▸ **EXERCISE DESCRIPTION**
Only the lines from the line containing "Locate the arched" to the end of the entries should be repeated, exactly as they appear.

▸ **EXERCISE MATERIAL**
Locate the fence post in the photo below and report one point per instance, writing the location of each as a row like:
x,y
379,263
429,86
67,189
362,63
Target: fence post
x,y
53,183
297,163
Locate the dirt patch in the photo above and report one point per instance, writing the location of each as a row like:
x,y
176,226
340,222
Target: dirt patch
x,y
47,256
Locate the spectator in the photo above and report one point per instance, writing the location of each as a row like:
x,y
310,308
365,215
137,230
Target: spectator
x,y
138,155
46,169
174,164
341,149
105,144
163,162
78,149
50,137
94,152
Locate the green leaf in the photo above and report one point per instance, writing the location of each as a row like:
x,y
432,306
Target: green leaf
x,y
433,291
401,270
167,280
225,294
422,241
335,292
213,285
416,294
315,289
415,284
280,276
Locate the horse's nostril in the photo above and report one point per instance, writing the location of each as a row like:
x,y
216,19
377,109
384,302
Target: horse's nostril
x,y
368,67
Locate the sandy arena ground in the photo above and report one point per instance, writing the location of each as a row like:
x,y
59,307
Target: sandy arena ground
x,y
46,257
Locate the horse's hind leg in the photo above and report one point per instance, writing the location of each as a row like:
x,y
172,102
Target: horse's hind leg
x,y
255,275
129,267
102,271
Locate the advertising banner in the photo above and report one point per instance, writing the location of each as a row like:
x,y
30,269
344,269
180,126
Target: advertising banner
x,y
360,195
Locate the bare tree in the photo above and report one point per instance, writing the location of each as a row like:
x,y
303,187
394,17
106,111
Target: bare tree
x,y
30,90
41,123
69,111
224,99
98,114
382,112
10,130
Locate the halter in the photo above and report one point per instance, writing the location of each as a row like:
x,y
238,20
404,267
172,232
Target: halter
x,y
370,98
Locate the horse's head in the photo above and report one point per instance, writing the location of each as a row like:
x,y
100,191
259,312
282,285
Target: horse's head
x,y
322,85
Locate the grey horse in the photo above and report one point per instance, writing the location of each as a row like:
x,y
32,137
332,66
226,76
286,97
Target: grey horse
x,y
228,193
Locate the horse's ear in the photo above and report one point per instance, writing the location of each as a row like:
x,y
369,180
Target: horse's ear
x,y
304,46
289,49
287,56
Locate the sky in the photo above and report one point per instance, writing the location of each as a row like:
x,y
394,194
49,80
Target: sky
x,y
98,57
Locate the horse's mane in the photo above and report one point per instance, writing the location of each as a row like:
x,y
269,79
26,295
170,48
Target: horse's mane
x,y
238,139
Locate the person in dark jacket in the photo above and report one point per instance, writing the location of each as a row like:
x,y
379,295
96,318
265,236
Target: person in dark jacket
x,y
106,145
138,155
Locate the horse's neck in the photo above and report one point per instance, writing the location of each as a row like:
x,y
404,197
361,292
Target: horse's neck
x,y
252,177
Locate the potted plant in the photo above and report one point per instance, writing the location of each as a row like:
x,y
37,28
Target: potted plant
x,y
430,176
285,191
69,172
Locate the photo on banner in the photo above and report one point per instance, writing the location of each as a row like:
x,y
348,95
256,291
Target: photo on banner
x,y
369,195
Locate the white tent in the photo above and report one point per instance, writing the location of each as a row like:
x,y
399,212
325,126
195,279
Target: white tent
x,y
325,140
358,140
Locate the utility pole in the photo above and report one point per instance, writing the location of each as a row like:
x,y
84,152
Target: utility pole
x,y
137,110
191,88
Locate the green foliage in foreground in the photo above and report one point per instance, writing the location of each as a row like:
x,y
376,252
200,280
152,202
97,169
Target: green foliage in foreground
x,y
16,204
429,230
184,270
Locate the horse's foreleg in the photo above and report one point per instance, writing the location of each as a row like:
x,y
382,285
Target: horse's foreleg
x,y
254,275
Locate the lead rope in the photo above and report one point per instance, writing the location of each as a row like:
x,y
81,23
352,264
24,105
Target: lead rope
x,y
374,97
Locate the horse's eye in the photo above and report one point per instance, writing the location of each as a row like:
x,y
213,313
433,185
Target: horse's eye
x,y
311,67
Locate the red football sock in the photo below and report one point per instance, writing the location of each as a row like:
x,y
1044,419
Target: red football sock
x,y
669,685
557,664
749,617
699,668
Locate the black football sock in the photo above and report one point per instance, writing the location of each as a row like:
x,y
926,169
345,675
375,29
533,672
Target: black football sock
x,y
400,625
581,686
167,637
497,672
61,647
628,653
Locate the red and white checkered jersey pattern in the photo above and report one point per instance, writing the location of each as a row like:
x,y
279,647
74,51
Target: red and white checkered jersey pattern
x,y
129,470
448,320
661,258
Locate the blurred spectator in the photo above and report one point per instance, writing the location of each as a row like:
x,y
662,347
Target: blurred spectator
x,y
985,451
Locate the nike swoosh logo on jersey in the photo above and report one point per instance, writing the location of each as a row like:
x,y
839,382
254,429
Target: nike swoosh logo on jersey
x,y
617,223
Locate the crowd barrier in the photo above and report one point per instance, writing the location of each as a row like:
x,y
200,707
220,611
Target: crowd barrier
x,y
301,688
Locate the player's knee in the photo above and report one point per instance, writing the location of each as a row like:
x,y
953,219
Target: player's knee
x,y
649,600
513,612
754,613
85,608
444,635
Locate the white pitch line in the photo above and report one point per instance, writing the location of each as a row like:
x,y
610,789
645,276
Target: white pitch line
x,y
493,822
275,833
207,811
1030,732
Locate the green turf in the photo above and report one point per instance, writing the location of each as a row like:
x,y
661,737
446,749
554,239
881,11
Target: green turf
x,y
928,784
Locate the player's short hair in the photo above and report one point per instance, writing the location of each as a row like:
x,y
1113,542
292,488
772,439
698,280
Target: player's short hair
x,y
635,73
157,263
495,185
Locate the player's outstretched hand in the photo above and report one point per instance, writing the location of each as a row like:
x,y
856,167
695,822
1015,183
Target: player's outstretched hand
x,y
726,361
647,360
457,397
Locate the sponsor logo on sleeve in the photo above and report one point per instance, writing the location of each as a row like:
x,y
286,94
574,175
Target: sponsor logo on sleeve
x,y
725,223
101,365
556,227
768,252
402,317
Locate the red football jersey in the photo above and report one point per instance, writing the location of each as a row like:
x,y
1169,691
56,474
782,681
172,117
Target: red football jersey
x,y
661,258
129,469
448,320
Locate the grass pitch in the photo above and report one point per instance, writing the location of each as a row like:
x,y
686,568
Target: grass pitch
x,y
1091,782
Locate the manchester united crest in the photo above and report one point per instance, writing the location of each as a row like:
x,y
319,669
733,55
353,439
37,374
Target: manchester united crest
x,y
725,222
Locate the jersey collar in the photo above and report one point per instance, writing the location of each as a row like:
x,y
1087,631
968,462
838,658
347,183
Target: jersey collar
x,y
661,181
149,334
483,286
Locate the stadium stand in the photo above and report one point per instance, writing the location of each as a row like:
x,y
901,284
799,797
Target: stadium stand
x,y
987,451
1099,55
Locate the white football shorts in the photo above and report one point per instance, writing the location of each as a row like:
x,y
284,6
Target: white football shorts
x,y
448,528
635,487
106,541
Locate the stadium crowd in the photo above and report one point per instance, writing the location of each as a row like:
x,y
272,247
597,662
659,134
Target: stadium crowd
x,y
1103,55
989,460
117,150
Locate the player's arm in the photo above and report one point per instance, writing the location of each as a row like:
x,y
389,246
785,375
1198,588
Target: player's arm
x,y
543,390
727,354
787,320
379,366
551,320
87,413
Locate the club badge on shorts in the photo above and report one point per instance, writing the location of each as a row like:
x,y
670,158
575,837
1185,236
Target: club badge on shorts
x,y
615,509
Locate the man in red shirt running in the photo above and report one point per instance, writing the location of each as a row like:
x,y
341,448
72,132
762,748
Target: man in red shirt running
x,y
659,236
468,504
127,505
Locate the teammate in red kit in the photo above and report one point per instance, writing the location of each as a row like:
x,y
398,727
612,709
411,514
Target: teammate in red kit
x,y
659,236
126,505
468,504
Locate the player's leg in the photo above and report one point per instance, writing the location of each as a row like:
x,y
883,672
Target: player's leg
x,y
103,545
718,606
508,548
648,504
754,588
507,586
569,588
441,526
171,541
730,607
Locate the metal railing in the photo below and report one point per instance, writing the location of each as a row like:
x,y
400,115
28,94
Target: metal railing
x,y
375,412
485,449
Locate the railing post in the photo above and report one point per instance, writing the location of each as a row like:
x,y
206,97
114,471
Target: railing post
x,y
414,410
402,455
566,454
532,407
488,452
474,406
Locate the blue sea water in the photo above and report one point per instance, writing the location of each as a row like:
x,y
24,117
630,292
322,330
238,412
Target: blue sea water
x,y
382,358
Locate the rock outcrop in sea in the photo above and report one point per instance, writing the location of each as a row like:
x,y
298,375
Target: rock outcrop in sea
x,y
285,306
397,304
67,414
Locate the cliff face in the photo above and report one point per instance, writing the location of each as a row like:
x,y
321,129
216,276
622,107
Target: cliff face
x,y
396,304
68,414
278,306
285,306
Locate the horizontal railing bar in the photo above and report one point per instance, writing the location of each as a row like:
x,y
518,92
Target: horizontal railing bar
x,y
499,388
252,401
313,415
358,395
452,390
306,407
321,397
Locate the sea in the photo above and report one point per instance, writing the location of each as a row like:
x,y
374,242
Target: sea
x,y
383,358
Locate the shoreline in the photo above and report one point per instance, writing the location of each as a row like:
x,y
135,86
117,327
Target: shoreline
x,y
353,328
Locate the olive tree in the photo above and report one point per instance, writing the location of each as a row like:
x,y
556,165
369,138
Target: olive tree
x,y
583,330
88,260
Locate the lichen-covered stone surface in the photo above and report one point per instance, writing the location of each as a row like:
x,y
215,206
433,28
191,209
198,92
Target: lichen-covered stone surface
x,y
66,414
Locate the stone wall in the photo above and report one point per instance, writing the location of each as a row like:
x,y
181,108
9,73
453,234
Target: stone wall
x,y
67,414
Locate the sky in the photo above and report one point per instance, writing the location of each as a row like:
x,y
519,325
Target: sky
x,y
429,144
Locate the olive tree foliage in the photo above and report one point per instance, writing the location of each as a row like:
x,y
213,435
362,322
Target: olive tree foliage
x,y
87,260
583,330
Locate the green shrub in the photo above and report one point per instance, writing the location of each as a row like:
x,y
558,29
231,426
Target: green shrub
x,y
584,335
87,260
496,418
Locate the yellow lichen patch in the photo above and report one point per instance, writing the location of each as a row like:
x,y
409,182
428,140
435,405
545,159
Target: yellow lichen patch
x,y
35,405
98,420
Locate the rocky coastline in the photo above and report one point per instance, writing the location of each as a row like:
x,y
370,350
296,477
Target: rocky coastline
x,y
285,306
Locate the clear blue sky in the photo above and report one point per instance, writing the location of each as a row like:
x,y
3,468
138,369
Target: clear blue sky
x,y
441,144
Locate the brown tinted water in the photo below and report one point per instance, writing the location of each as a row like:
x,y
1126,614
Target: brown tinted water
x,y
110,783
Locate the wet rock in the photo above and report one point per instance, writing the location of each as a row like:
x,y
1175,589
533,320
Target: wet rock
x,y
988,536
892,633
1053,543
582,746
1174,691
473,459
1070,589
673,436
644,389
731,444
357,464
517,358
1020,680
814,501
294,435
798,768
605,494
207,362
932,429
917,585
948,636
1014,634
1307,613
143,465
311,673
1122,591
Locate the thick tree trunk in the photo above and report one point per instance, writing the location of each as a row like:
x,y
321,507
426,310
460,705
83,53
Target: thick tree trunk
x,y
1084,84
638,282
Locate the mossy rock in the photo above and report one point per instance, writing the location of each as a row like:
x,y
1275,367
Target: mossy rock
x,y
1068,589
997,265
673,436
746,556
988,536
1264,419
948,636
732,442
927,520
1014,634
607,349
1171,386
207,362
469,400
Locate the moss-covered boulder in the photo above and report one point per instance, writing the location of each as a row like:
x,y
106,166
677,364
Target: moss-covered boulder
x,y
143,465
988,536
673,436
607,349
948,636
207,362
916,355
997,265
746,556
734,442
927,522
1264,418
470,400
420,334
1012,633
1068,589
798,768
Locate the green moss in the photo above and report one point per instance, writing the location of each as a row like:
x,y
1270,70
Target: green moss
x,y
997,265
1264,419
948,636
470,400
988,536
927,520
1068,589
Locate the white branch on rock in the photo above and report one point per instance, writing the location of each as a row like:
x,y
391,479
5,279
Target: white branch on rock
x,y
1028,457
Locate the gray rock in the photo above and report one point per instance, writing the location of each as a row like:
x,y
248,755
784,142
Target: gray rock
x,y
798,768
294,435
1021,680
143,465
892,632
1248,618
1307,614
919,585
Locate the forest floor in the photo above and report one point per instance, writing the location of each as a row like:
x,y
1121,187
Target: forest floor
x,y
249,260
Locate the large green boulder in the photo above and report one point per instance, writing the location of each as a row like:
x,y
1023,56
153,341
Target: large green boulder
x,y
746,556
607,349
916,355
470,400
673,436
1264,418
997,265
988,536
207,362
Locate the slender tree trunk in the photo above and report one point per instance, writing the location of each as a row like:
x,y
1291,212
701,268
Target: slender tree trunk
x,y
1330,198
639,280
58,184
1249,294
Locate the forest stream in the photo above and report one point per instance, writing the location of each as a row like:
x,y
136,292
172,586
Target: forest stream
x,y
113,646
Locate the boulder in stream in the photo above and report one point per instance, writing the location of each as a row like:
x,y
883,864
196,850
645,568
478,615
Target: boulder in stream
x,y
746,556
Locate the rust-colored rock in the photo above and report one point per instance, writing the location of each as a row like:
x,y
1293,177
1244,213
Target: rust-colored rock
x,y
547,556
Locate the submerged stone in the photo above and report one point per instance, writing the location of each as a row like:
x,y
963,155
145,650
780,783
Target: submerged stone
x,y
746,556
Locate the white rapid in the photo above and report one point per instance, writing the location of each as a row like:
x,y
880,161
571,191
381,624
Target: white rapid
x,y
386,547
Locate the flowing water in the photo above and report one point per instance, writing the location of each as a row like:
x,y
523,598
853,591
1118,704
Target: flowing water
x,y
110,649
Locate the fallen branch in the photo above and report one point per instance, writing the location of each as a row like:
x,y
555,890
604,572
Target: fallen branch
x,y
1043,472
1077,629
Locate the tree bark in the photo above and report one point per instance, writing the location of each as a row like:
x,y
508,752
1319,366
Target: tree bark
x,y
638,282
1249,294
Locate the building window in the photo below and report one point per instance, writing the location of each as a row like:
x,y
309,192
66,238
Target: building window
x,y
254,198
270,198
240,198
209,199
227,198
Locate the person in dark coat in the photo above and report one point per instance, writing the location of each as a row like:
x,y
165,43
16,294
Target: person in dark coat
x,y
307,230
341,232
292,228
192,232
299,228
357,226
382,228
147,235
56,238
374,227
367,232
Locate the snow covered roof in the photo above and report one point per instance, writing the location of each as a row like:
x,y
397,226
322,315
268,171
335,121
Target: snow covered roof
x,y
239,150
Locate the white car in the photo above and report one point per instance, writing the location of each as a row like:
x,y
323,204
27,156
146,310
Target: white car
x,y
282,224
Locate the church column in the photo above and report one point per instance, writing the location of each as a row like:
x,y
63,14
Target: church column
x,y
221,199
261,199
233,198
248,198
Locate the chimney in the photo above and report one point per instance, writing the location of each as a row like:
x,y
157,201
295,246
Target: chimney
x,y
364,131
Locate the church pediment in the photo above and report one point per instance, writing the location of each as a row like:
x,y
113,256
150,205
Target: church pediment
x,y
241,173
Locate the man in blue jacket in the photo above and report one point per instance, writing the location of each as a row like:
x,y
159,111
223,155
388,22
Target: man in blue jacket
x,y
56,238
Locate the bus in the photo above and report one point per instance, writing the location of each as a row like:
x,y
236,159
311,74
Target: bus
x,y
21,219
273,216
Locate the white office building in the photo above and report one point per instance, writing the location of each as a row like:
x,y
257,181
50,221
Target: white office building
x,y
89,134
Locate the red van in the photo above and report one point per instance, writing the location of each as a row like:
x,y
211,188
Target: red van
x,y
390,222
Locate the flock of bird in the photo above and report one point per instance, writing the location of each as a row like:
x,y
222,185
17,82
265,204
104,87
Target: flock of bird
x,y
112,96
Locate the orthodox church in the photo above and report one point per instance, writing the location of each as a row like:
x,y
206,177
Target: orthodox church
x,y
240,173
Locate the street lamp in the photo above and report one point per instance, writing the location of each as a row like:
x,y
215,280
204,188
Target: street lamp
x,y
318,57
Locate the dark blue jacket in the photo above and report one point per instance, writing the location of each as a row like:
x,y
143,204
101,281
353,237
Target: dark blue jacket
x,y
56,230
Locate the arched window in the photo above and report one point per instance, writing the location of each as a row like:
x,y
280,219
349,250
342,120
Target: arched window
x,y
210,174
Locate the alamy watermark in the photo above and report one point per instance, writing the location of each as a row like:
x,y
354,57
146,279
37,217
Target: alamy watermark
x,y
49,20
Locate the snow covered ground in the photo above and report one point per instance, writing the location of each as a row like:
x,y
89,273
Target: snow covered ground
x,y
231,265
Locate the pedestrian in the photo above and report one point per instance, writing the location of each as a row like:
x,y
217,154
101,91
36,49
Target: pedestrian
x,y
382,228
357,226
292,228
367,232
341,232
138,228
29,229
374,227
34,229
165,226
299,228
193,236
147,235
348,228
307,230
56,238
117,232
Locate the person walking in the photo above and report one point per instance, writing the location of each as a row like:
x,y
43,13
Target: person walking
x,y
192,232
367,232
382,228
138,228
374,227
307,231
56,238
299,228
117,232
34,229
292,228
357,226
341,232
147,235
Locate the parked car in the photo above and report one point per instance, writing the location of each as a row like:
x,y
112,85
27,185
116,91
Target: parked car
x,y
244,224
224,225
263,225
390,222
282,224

▸ **THE COMPLETED TASK**
Locate the arched window in the photo above and report one point per instance, writing the location of each as a row like:
x,y
280,219
349,250
342,120
Target: arched window
x,y
210,174
Locate the alamy watermark in the photo above and report one point per instance, writing the location of each as a row like:
x,y
354,57
146,279
37,217
Target: alamy watermark
x,y
49,20
Locate the snow covered ground in the photo above and report one point per instance, writing the location of each as a row like:
x,y
89,273
Target: snow covered ground
x,y
231,265
Locate the pedestrian in the photo above and report one point per instance, writing the location of each as a row like:
x,y
217,154
101,91
36,49
Target: pedestrian
x,y
382,228
357,226
292,228
367,232
341,232
138,228
29,229
374,227
34,229
165,226
299,228
193,236
147,235
348,228
307,230
56,238
117,232
Locate the person walking in the photo above and report one point per instance, writing the location of each as a row like:
x,y
43,13
Target: person walking
x,y
192,232
367,232
382,228
138,228
374,227
307,231
56,238
299,228
117,232
34,229
292,228
357,226
341,232
147,235
Locate the parked car in the photo above and report one point per instance, writing the location of each as a row like:
x,y
112,85
27,185
116,91
Target: parked car
x,y
244,224
224,225
263,225
390,222
282,224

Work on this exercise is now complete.